Short task
Return every line of the data below that contains the word "ripped".

Entries from a pointing dataset
=-=-=
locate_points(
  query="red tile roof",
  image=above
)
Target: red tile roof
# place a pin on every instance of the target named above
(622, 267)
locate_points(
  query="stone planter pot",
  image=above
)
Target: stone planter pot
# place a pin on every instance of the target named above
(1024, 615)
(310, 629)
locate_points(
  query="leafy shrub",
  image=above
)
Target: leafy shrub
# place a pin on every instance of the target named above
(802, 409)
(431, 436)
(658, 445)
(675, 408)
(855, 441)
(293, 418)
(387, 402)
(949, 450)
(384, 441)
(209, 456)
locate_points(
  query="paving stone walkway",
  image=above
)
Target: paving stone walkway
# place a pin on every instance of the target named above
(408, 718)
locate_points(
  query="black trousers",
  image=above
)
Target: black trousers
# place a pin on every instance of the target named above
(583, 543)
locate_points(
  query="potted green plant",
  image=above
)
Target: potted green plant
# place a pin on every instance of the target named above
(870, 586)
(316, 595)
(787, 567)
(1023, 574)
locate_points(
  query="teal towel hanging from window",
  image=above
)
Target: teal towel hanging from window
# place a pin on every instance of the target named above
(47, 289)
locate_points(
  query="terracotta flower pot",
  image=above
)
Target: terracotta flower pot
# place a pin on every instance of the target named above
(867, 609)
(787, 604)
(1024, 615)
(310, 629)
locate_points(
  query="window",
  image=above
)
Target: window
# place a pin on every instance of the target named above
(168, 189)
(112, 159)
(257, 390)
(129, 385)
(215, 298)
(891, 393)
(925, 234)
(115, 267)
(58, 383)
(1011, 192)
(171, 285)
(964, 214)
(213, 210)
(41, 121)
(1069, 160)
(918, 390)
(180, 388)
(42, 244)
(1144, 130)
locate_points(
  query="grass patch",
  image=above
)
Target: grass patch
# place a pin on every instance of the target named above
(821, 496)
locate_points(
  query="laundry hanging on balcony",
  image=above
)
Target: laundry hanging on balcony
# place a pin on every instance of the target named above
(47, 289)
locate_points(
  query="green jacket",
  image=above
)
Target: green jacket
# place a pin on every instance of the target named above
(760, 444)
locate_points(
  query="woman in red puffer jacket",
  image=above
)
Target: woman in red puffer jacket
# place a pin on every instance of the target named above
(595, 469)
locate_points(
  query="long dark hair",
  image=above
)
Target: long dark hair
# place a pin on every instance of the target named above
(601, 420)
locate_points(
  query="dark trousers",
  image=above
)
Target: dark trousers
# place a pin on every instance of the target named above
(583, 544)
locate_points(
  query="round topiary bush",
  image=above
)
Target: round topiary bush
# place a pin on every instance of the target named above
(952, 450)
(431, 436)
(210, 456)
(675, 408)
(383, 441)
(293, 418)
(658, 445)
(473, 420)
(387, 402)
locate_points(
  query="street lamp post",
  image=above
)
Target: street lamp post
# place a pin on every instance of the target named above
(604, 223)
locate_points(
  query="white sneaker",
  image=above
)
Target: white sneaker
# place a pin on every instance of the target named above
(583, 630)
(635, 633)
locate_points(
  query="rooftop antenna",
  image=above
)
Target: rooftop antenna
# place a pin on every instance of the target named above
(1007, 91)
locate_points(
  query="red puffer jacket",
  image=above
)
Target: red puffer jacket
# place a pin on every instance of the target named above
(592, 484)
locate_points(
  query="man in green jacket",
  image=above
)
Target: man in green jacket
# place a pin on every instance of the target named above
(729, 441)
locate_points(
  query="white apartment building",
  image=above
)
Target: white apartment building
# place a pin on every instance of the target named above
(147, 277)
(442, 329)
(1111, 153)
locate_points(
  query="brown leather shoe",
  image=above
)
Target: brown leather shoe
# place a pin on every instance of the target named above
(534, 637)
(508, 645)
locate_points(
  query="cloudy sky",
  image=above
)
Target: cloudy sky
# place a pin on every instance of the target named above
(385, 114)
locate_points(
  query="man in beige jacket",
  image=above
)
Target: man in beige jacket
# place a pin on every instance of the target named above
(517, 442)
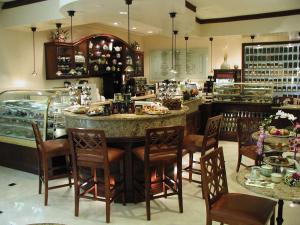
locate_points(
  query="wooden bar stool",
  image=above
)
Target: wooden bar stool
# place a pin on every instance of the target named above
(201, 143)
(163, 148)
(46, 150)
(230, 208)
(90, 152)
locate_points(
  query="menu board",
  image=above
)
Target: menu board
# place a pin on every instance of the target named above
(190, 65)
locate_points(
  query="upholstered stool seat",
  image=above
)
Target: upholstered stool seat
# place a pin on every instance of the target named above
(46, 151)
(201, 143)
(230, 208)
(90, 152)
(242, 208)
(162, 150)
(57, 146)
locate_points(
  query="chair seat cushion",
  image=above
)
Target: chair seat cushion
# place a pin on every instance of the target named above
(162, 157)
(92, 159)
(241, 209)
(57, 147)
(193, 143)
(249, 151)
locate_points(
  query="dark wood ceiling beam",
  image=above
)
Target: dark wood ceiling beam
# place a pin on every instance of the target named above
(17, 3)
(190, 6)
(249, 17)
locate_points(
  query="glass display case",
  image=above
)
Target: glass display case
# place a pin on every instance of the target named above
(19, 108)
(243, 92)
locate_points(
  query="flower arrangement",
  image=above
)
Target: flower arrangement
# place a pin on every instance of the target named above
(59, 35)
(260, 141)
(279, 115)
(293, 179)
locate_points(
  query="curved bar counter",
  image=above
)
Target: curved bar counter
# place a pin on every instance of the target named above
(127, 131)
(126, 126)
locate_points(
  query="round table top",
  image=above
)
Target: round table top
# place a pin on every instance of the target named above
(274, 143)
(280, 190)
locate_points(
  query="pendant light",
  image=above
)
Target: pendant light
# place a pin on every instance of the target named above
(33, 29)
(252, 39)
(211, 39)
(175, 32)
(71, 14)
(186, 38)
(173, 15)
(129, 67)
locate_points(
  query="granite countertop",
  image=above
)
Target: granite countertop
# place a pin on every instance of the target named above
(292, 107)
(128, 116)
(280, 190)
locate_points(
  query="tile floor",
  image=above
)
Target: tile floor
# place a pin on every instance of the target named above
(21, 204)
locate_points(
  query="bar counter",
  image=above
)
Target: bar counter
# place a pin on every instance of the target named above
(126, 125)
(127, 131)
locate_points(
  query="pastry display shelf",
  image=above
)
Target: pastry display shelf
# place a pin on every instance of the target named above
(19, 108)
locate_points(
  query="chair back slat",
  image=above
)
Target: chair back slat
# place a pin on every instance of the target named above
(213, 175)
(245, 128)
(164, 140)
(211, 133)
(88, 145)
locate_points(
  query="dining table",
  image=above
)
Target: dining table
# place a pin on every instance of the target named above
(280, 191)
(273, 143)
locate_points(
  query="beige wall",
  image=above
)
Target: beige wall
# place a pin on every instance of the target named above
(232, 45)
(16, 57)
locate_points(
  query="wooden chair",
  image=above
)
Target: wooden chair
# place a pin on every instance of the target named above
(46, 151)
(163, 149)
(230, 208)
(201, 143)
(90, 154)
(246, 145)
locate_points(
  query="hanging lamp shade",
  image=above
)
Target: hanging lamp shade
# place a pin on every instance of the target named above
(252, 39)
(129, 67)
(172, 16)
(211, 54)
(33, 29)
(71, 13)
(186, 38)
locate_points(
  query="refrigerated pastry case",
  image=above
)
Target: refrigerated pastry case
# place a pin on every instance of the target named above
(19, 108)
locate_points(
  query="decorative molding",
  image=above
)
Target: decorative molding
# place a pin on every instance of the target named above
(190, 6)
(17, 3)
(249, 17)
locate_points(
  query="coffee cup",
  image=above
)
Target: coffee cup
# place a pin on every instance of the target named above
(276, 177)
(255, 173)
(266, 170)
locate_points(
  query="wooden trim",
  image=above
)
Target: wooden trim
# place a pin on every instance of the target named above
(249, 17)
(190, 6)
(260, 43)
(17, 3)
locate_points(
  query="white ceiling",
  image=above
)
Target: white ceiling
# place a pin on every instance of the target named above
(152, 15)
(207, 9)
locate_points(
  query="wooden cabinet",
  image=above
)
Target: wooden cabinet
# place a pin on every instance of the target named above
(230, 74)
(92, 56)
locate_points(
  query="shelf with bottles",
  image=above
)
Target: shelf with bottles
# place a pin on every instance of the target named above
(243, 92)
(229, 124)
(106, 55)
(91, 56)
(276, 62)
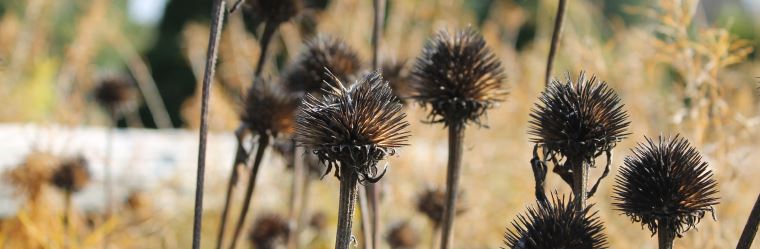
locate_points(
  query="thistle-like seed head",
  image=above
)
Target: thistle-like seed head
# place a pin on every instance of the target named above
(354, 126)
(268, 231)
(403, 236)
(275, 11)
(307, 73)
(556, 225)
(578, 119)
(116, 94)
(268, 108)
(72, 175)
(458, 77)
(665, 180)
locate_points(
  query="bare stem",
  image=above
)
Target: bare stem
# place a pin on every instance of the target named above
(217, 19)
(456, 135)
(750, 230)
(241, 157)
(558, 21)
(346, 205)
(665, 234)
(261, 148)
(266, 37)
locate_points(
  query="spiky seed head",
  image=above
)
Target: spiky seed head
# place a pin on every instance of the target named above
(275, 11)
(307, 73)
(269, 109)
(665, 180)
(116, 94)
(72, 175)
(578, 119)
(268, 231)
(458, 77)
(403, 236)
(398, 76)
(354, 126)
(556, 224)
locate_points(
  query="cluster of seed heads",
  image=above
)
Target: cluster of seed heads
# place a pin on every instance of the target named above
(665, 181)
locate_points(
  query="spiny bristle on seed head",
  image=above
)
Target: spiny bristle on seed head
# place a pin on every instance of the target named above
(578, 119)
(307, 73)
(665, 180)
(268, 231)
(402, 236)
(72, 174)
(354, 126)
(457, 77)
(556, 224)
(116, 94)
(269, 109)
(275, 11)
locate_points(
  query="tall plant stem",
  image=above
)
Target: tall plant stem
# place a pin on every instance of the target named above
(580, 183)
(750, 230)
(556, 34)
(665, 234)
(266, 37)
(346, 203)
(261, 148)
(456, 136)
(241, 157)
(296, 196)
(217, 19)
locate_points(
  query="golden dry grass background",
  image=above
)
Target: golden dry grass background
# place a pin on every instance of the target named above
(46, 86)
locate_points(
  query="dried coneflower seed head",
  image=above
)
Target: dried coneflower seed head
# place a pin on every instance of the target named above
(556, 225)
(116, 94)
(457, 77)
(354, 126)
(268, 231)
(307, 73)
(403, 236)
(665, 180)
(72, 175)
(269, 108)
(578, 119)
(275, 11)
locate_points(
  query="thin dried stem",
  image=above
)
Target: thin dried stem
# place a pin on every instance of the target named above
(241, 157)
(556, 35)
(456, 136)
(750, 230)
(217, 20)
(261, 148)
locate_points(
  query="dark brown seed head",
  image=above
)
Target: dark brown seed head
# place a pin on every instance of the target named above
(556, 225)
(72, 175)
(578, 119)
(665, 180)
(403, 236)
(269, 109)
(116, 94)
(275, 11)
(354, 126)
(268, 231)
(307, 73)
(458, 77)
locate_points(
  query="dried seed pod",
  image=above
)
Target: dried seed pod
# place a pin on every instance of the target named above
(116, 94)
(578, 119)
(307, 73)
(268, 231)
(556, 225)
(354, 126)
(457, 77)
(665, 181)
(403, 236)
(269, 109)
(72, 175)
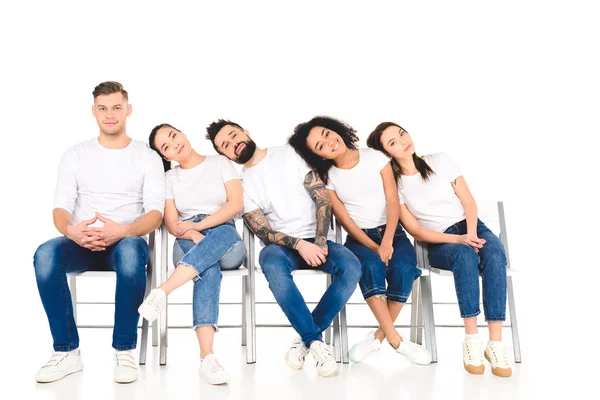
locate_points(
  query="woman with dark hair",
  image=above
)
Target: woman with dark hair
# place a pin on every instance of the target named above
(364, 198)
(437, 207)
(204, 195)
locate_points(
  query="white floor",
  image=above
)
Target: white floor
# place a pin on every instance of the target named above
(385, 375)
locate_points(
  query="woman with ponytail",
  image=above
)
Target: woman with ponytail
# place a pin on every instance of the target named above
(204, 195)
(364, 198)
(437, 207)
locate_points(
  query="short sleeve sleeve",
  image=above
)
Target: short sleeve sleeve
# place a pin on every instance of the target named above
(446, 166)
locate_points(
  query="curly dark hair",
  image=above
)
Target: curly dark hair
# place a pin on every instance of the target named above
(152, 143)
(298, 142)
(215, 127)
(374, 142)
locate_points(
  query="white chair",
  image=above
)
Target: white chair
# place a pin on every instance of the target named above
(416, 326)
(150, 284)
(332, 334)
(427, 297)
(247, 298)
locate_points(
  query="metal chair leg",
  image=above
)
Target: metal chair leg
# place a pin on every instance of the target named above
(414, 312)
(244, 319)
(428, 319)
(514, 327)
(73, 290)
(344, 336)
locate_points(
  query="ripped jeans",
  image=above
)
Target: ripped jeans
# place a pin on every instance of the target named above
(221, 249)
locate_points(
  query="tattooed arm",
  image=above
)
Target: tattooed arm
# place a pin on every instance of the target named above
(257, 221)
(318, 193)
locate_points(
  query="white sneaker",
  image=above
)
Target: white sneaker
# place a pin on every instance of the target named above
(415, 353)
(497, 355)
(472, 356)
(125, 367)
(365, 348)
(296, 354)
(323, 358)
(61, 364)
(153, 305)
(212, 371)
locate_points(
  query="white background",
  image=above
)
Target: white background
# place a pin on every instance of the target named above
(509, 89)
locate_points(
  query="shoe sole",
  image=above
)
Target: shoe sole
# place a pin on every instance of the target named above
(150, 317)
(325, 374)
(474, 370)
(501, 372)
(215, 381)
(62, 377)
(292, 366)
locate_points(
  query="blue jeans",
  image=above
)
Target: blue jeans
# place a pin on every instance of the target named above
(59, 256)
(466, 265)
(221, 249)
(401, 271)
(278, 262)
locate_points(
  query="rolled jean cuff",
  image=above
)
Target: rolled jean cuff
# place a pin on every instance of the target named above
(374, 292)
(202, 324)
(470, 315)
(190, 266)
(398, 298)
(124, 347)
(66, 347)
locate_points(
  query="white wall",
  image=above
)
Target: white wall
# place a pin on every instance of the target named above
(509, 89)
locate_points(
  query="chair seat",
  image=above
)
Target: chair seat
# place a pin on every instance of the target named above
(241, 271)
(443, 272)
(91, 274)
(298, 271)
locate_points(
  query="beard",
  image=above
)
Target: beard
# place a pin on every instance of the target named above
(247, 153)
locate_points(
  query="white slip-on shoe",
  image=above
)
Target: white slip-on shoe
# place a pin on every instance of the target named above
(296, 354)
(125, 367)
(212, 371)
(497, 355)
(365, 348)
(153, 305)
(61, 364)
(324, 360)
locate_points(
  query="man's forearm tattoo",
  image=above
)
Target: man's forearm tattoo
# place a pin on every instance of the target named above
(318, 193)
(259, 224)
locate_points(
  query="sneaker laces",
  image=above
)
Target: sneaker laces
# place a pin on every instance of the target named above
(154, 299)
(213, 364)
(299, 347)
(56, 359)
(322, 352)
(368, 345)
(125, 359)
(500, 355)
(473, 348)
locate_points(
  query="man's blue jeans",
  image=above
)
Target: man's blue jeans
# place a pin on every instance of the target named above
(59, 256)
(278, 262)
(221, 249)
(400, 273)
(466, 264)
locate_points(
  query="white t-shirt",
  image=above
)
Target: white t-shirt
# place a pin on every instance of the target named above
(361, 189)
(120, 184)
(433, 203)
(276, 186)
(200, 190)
=-=-=
Expected answer
  query="ripped jeans",
Target: ripped jeans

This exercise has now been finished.